Raw records.

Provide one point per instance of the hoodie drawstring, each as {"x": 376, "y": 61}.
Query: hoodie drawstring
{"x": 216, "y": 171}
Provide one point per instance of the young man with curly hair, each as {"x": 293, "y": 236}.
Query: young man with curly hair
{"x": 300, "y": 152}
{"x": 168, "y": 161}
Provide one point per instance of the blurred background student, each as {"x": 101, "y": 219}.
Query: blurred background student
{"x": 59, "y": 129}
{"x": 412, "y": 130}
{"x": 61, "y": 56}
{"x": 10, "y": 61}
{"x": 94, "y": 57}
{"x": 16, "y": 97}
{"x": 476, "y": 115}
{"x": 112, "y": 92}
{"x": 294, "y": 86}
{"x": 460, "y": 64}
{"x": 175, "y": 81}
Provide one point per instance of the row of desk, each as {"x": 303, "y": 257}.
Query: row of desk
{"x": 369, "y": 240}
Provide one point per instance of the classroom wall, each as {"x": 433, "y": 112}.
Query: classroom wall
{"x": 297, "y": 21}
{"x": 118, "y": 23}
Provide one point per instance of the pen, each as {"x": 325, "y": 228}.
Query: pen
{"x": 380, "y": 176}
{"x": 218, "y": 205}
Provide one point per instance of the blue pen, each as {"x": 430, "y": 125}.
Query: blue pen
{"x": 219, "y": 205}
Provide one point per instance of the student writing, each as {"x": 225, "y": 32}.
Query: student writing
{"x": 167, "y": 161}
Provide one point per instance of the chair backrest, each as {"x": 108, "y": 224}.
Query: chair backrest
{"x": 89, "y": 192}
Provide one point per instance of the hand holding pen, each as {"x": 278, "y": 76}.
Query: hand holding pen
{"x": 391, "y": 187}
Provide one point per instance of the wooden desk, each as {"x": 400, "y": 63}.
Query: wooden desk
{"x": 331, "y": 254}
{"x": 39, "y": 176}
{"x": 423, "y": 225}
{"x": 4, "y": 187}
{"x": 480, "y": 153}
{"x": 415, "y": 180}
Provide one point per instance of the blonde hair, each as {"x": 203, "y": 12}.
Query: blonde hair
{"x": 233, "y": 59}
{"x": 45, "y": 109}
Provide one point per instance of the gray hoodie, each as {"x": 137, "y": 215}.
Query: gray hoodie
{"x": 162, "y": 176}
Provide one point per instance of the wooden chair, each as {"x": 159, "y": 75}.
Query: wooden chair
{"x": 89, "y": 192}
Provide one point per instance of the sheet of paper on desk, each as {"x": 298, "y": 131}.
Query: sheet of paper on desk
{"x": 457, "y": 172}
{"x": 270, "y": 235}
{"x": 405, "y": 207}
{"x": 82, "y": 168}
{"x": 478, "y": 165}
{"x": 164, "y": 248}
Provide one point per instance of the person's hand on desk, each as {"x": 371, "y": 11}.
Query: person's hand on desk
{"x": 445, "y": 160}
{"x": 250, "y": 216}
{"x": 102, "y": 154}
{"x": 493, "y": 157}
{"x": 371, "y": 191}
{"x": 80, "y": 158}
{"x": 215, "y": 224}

Objective.
Copy out all the items above, replacing "wooden desk" with "wooden table" wherever it occurs and leaving every other part unchanged.

Exercise solution.
Provide one point per instance of the hoodie drawstring, each as {"x": 376, "y": 61}.
Query: hoodie drawstring
{"x": 216, "y": 171}
Provide one point per instance of the young man with curly hair, each as {"x": 293, "y": 236}.
Query: young man with curly hair
{"x": 300, "y": 152}
{"x": 168, "y": 161}
Provide one point per instance of the blurred background student, each as {"x": 101, "y": 219}.
Query: blurred background student
{"x": 59, "y": 129}
{"x": 412, "y": 130}
{"x": 61, "y": 56}
{"x": 10, "y": 61}
{"x": 94, "y": 57}
{"x": 16, "y": 97}
{"x": 476, "y": 115}
{"x": 112, "y": 92}
{"x": 294, "y": 86}
{"x": 460, "y": 64}
{"x": 175, "y": 81}
Provide one point per instance of the row of desk, each as {"x": 303, "y": 257}.
Query: row of desk
{"x": 369, "y": 240}
Provide one point per instance of the classroom wall, each as {"x": 433, "y": 112}.
Query: classroom wall
{"x": 297, "y": 21}
{"x": 118, "y": 23}
Provide one point per instance of the pen, each as {"x": 325, "y": 228}.
Query: pen
{"x": 380, "y": 176}
{"x": 218, "y": 205}
Provide one point per instance of the blue pen, each as {"x": 430, "y": 125}.
Query: blue pen
{"x": 219, "y": 205}
Provide one point per instance of the student writing, each as {"x": 225, "y": 32}.
Query: student writing
{"x": 167, "y": 161}
Provide one point per instance of the chair backrest, each as {"x": 108, "y": 224}.
Query: chair backrest
{"x": 89, "y": 192}
Provide one point per instance of the hand holding pen, each as {"x": 278, "y": 76}.
Query: hand holding pen
{"x": 391, "y": 187}
Provide one point per instance of the wooden table, each as {"x": 400, "y": 63}.
Query: wooden table
{"x": 331, "y": 254}
{"x": 39, "y": 176}
{"x": 423, "y": 225}
{"x": 4, "y": 187}
{"x": 480, "y": 153}
{"x": 415, "y": 180}
Provide one point per instance of the blonde hair, each as {"x": 203, "y": 12}.
Query: blonde hair
{"x": 233, "y": 59}
{"x": 45, "y": 109}
Provide one point per instance of the gray hoodie, each as {"x": 137, "y": 215}.
Query: gray hoodie
{"x": 162, "y": 176}
Provide one point per instance of the wooden chair, each as {"x": 159, "y": 75}.
Query: wooden chair
{"x": 89, "y": 192}
Provide one point per instance of the sheet of paper on desk, each as {"x": 298, "y": 131}.
Query: sheet of paper on desk
{"x": 457, "y": 172}
{"x": 270, "y": 235}
{"x": 405, "y": 207}
{"x": 82, "y": 168}
{"x": 478, "y": 165}
{"x": 164, "y": 248}
Provide one point per instance of the person's hand on desk, each as {"x": 371, "y": 11}.
Query: person's hand on desk
{"x": 445, "y": 160}
{"x": 250, "y": 216}
{"x": 102, "y": 154}
{"x": 493, "y": 157}
{"x": 371, "y": 191}
{"x": 80, "y": 158}
{"x": 215, "y": 224}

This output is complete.